Text passage:
The Conduct of Employment Agencies and Employment Businesses (Amendment) Regulations 2022 is a statutory instrument of the Parliament of the United Kingdom. The regulations removed Regulation 7 of the Conduct of Employment Agencies and Employment Businesses Regulations 2003, which prevented employment agencies from supplying agency workers to employers to replace workers taking part in official industrial action.

Background
The prohibition of the use of agency workers to fill the posts of striking workers was first created by the Conduct of Employment Agencies and Employment Businesses Regulations 1976, which were created by the then-Labour government with the powers of the Employment Agencies Act 1973. The 1976 regulations were replaced with new regulations in 2003.

In 2022, the United Kingdom saw the largest instance of rail strikes in the country since 1989, with more than 40,000 RMT members across 14 rail companies going on strike due to disputes over wages, working conditions and job security. The Transport Salaried Staffs' Association (TSSA) and ASLEF also announced strikes, leading to widespread travel disruption.

Unions in other sectors (including the National Education Union, UNISON, the Communication Workers Union, and the Criminal Bar Association) also went on strike, announced ballots for industrial action, or threatened strike action if pay negotiations fell through. Mick Lynch, the RMT's general secretary, called for a general strike.

Excerpted records:

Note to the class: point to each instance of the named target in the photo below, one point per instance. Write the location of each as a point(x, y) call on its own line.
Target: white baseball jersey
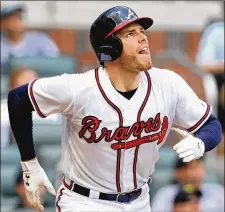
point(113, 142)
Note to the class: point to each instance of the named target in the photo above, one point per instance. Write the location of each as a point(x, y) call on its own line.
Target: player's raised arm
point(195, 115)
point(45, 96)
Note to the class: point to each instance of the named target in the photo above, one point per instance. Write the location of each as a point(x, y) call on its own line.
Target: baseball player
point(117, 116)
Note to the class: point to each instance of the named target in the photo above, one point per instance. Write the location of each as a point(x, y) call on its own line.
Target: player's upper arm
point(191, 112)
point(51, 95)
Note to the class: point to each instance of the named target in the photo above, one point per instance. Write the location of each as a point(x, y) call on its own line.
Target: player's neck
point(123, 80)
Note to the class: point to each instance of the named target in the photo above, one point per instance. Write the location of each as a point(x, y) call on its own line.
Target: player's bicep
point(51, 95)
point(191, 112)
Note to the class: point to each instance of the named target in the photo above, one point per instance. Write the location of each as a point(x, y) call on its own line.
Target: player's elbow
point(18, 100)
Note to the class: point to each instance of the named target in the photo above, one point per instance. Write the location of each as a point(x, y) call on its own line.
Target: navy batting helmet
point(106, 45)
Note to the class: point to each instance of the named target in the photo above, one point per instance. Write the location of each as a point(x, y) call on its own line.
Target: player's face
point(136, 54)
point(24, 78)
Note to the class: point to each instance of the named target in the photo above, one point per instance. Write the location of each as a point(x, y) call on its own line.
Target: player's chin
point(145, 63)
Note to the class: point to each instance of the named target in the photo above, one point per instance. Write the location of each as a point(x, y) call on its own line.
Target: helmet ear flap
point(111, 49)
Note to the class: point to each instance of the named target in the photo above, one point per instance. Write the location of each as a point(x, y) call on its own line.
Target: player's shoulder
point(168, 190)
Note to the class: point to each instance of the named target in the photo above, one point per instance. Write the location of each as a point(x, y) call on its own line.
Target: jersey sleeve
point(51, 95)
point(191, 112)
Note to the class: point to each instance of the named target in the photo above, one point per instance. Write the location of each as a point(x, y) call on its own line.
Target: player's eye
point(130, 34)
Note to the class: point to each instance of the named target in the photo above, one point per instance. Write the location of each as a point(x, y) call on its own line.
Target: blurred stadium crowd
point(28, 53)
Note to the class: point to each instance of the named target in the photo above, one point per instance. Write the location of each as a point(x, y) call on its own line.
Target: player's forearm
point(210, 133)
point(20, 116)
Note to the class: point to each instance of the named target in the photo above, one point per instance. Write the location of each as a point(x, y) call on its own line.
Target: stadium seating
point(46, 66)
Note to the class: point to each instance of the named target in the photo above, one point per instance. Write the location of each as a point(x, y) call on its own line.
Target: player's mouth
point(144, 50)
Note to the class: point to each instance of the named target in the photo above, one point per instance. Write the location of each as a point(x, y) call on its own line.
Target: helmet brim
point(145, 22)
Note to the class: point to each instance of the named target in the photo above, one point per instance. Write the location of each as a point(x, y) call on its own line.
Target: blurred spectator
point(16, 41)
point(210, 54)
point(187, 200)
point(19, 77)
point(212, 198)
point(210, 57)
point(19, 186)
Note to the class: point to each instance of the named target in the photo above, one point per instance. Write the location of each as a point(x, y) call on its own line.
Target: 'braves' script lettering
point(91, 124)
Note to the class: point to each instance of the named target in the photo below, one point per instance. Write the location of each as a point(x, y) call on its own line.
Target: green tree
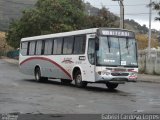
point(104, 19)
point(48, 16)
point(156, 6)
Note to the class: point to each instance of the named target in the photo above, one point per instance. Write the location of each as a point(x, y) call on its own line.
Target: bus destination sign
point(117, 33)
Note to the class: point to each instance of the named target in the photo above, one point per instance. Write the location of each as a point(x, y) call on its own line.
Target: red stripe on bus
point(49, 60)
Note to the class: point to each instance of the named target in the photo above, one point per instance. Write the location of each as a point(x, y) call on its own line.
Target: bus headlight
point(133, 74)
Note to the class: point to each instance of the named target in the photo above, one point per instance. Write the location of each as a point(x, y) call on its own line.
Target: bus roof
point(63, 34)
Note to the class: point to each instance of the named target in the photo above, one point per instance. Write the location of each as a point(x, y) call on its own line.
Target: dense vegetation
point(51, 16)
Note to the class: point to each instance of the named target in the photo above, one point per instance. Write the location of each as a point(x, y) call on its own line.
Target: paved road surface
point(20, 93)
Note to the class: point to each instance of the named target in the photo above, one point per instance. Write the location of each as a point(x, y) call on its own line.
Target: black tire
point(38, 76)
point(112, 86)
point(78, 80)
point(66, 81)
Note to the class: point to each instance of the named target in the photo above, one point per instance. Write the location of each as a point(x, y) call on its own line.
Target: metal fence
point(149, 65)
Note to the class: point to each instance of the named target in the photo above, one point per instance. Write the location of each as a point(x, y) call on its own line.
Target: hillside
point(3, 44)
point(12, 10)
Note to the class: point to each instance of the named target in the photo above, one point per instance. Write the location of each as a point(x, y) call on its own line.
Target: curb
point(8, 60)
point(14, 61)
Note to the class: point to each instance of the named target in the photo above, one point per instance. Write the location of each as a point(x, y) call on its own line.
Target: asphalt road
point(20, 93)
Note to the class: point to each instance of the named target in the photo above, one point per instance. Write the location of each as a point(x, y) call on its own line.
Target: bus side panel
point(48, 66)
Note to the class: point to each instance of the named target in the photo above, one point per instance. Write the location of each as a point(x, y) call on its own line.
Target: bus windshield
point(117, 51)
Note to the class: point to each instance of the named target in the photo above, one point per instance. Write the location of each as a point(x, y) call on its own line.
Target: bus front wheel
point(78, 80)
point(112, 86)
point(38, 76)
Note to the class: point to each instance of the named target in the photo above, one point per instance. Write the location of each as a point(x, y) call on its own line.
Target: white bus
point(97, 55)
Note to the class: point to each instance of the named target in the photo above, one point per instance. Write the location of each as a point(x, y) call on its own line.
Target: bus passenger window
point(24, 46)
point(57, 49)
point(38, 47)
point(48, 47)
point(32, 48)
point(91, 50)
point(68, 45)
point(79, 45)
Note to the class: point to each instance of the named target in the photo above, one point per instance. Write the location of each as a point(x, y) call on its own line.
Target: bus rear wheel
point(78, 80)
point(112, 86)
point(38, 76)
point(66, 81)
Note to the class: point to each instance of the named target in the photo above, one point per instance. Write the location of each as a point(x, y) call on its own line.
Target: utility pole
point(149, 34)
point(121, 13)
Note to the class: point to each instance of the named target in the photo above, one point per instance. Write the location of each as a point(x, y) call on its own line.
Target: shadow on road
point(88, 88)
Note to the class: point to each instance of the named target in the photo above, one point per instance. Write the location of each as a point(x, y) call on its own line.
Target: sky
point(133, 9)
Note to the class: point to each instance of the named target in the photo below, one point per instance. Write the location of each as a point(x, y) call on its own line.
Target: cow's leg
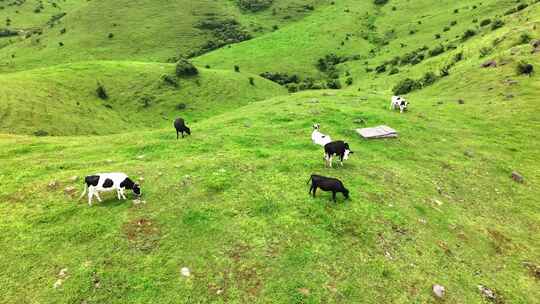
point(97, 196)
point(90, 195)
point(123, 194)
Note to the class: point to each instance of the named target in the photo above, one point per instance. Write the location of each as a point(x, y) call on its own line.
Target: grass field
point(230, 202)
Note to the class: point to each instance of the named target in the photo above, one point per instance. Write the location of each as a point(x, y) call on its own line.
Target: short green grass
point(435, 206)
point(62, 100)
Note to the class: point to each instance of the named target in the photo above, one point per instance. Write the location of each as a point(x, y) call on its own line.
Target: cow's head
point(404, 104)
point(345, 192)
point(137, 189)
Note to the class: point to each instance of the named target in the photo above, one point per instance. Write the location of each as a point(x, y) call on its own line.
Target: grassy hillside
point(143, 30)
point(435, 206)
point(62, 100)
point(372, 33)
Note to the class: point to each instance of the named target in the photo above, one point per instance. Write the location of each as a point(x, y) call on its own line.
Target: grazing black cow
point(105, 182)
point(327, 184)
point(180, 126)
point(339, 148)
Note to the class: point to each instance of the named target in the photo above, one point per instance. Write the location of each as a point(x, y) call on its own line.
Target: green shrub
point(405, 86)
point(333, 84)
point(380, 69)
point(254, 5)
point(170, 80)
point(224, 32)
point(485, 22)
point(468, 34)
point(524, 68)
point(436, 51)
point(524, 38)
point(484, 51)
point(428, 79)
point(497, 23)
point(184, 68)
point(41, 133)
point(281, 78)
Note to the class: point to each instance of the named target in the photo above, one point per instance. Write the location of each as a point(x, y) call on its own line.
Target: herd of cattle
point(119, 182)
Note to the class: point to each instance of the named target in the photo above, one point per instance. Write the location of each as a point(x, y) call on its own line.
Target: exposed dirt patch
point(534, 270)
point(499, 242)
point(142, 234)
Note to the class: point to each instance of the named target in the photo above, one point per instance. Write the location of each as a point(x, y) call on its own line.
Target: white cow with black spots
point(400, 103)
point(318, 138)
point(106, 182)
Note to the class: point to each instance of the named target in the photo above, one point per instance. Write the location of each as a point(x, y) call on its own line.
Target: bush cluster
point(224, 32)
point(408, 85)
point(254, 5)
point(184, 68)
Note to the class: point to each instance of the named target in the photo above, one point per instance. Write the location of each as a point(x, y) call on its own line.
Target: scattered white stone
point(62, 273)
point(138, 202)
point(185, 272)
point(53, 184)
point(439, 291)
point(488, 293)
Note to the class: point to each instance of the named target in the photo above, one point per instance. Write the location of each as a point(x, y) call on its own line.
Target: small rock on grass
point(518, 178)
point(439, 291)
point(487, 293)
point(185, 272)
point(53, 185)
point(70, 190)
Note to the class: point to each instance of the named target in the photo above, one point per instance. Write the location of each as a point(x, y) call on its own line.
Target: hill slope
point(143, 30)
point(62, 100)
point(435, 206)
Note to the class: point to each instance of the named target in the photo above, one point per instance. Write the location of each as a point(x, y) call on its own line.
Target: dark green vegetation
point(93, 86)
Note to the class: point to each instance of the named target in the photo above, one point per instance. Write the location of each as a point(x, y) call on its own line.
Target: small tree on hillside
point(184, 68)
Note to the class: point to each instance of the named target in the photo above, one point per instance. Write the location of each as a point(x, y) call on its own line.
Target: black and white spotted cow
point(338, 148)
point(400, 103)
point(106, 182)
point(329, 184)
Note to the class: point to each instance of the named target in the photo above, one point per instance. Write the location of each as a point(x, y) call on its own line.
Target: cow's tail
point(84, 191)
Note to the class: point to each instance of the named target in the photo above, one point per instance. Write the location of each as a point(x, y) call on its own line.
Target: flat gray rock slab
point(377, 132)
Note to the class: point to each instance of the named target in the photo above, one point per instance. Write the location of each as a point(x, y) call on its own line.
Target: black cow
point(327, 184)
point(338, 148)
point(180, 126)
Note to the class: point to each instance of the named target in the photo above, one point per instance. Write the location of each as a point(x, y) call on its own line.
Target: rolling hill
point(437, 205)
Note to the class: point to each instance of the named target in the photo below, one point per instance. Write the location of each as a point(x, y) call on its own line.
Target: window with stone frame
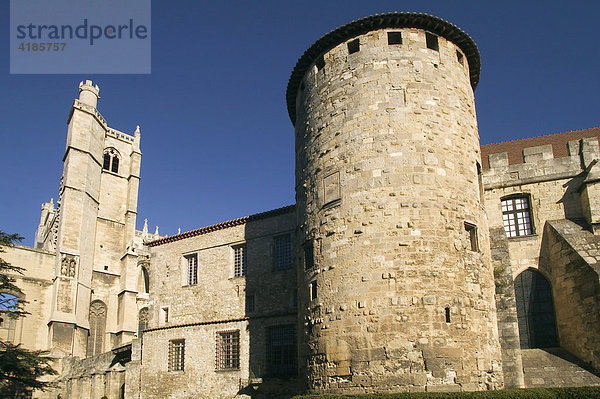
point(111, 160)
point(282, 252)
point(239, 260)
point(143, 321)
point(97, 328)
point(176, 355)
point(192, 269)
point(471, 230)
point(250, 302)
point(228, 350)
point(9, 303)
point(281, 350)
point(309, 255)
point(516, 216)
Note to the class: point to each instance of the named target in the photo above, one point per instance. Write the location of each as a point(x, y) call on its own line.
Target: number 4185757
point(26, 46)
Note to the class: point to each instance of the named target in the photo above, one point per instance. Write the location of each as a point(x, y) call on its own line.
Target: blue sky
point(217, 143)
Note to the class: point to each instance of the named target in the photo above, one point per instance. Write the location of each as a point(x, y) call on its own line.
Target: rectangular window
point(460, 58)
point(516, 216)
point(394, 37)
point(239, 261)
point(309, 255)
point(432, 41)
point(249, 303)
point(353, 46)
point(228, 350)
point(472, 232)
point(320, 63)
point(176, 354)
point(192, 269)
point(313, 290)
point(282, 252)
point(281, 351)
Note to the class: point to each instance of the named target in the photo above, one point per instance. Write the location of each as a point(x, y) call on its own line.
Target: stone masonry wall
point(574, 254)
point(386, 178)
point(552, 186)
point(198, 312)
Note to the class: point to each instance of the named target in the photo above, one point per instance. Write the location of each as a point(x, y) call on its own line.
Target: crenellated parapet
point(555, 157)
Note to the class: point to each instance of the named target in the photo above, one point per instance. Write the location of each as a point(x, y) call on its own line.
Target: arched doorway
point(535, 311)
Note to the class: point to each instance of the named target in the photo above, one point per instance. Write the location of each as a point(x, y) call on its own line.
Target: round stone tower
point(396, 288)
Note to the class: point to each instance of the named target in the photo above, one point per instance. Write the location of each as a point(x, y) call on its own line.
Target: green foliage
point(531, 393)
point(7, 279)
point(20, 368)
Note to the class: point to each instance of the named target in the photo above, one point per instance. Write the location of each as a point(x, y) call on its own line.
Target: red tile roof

What to produce:
Write the next part of the article on the 2022 regulations that let employment agencies supply workers during strikes, picking up right after its last sentence.

Written answer:
Grant Shapps, the Secretary of State for Transport, set out the government's plans to limit the impact of the ongoing industrial action in July 2022, including ensuring a 'minimum service level' was maintained throughout strikes. The Conduct of Employment Agencies and Employment Businesses (Amendment) Regulations 2022 were some of the first of such measures.

Provisions
The regulations amend the Conduct of Employment Agencies and Employment Businesses Regulations 2003 to remove Regulation 7. Regulation 7 prohibited employment agencies from offering agency workers to replace striking workers or to replace workers who are moved to cover the duties of striking workers. It only covered official industrial action, meaning that agency workers could have been hired for wildcat strikes.

The regulations were made under the Employment Agencies Act 1973 which meant that the minister responsible is required to consult 'such bodies as appear representative of the interests concerned'. The government was criticised for using a consultation from a similar proposal in 2015 (which was later abandoned) to justify the regulations.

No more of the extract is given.